*** Begin section ***

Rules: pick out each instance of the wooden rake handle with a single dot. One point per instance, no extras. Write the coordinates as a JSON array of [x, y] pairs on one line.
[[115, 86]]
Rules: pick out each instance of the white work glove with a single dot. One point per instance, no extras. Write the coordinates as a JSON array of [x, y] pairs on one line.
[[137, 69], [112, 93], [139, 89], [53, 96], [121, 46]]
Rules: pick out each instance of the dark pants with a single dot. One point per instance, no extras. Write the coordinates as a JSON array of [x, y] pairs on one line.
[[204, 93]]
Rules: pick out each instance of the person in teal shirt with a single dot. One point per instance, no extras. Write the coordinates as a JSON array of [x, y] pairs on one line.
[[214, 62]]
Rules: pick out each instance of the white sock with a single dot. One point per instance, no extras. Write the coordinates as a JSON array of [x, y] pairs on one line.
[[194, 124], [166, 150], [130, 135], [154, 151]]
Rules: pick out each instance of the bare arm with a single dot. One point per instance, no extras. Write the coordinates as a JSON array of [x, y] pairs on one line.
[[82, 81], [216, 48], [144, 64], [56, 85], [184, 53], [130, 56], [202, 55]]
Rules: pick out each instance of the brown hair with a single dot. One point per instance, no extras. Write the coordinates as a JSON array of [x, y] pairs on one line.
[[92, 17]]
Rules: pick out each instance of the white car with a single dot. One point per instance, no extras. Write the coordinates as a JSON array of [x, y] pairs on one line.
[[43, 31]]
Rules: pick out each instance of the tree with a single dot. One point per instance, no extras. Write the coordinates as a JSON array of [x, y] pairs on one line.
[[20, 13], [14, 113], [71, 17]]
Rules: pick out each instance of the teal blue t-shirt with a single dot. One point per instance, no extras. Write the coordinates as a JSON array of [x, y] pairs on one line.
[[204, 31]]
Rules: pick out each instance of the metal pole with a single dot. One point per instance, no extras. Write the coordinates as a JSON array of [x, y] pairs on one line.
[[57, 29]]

*** End section ***

Work item =>
Transcribe exactly the line containing "Rules: pick out each instance of the tree" and all remaining lines of the material, ending with the last one.

Task response =>
Rules: pick out each instance of the tree with a single dot. One point per instance, no extras. Write the coordinates as a JSON array of [x, y] pairs on one line.
[[20, 13], [14, 113], [71, 17]]
Rules: pick out each instance of the teal blue t-shirt with a single dot. One point per instance, no extras. Write the coordinates as a JSON array of [x, y] pairs on one line.
[[204, 31]]
Rules: pick out each instance of the metal pole with a single dot. One point per instance, no extras. Write the coordinates as a JSON array of [x, y] pairs on one line.
[[57, 29]]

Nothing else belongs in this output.